#### DOCUMENT SOURCE

2. Tout enfant doit être enregistré immédiatement après sa naissance et avoir un nom.
3. Tout enfant a le droit d’acquérir une nationalité ».
B.4.3. L’article 7 de la Convention relative aux droits de l’enfant dispose :
« 1. L’enfant est enregistré aussitôt sa naissance et a dès celle-ci le droit à un nom, le droit d’acquérir une nationalité et, dans la mesure du possible, le droit de connaître ses parents et d’être élevé par eux.
2. Les Etats parties veillent à mettre ces droits en oeuvre conformément à leur législation nationale et aux obligations que leur imposent les instruments internationaux applicables en la matière, en particulier dans les cas où faute de cela l’enfant se trouverait apatride ».
B.5.1. L’article 24 du Pacte international relatif aux droits civils et politiques et l’article 7
de la Convention relative aux droits de l’enfant garantissent entre autres le droit qu’a tout enfant d’acquérir une nationalité.

########

> _LISTE DES CONSIGNES_
**1.** Résumez le document source, consacré au droit de l'enfant à une nationalité, en deux phrases.
**2.** Traduisez en anglais la phrase suivante du document source : « L'article 24 du Pacte international relatif aux droits civils et politiques et l'article 7 de la Convention relative aux droits de l'enfant garantissent entre autres le droit qu'a tout enfant d'acquérir une nationalité. »
Les données n'interviennent aucunement dans ce travail.

#### DONNÉES FOURNIES

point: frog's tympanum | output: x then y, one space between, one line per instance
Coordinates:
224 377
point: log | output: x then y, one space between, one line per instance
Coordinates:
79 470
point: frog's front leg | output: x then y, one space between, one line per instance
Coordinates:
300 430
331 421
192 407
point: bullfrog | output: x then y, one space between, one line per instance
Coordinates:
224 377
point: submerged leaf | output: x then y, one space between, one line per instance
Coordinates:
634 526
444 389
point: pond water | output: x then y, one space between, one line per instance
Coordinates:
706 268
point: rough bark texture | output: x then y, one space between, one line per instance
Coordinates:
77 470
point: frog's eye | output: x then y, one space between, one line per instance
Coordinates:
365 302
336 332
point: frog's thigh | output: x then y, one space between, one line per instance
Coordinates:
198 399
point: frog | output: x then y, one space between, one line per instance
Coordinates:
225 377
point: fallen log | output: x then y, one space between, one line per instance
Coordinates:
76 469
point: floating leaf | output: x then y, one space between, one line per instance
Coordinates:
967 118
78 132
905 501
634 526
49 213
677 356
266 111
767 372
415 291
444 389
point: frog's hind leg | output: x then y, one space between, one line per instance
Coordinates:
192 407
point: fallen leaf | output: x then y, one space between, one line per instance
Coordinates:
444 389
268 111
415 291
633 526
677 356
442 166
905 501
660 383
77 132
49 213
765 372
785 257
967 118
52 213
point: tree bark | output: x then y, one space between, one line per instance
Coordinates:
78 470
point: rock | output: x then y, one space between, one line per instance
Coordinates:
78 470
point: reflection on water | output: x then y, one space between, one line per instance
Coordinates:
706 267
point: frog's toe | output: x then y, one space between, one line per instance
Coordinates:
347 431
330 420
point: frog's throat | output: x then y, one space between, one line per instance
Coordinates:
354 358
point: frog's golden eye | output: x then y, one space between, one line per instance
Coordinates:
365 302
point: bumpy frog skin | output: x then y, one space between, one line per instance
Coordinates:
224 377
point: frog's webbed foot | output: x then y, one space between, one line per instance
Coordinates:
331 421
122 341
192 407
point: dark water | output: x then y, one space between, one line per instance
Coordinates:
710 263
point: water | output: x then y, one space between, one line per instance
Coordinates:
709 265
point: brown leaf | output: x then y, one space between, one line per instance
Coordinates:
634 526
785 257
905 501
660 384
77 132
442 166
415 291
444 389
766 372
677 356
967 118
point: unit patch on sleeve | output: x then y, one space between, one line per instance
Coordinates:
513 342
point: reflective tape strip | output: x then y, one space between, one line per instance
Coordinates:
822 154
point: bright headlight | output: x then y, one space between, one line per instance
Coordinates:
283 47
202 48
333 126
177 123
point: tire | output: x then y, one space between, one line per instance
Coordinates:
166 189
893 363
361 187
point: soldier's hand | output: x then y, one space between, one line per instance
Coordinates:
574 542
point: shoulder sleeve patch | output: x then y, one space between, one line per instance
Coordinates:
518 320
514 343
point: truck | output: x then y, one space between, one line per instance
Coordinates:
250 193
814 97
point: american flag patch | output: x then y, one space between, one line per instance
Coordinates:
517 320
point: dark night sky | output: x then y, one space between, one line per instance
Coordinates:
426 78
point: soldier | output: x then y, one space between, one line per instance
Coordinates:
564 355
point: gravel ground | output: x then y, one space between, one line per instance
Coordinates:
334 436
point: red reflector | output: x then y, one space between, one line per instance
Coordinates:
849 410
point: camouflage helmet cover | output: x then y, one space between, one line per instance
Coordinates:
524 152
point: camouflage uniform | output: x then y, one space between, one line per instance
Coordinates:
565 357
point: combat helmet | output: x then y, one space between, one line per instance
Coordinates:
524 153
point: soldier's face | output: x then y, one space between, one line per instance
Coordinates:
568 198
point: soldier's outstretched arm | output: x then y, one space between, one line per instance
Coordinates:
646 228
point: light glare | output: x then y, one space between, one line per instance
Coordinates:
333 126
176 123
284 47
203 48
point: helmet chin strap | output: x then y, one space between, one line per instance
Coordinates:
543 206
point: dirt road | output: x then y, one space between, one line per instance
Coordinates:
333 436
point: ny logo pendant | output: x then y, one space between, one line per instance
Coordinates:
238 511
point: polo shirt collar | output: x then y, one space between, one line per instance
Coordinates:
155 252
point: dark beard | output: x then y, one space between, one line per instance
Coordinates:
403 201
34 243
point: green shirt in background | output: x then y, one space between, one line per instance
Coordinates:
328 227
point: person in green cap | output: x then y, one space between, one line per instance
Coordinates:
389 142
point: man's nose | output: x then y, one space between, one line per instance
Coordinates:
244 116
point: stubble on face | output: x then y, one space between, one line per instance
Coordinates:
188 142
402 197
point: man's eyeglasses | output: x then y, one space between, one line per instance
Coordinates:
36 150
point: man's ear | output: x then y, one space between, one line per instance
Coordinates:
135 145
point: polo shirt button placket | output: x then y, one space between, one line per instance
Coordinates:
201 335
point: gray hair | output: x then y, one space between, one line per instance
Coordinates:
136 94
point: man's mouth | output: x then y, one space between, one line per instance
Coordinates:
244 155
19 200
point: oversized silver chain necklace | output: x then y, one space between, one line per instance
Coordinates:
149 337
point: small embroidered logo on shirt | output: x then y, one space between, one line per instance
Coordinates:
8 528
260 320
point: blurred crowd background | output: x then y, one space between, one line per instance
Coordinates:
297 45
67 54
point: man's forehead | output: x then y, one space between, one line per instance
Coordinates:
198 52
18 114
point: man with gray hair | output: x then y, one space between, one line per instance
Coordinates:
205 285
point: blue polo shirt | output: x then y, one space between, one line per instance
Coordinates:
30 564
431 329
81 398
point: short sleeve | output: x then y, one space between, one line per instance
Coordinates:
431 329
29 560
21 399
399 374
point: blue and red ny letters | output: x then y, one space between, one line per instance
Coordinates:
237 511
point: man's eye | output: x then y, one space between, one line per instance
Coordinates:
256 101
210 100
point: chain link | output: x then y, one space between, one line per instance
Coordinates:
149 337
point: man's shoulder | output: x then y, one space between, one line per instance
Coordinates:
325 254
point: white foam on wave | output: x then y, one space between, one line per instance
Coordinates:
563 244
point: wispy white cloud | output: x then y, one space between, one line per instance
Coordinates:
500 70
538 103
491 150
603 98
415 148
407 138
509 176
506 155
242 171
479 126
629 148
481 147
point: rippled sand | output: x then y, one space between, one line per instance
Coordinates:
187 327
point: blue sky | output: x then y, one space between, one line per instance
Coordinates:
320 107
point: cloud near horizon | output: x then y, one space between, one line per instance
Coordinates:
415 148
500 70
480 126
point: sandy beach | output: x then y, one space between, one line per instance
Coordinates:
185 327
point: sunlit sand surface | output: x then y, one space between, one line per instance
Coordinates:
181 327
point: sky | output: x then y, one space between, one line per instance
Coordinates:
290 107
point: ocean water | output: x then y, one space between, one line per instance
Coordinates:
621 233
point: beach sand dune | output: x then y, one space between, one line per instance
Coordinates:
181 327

########

> _RÉPONSES_
**1.** L'article 7 de la Convention relative aux droits de l'enfant prévoit que l'enfant est enregistré aussitôt sa naissance et a le droit à un nom, le droit d'acquérir une nationalité et, dans la mesure du possible, le droit de connaître ses parents et d'être élevé par eux. Les États parties doivent mettre ces droits en œuvre, en particulier lorsque l'enfant se trouverait sinon apatride, et l'article 24 du Pacte international relatif aux droits civils et politiques garantit avec cet article 7, entre autres, le droit de tout enfant d'acquérir une nationalité.

**2.** Article 24 of the International Covenant on Civil and Political Rights and Article 7 of the Convention on the Rights of the Child guarantee, among other things, the right of every child to acquire a nationality.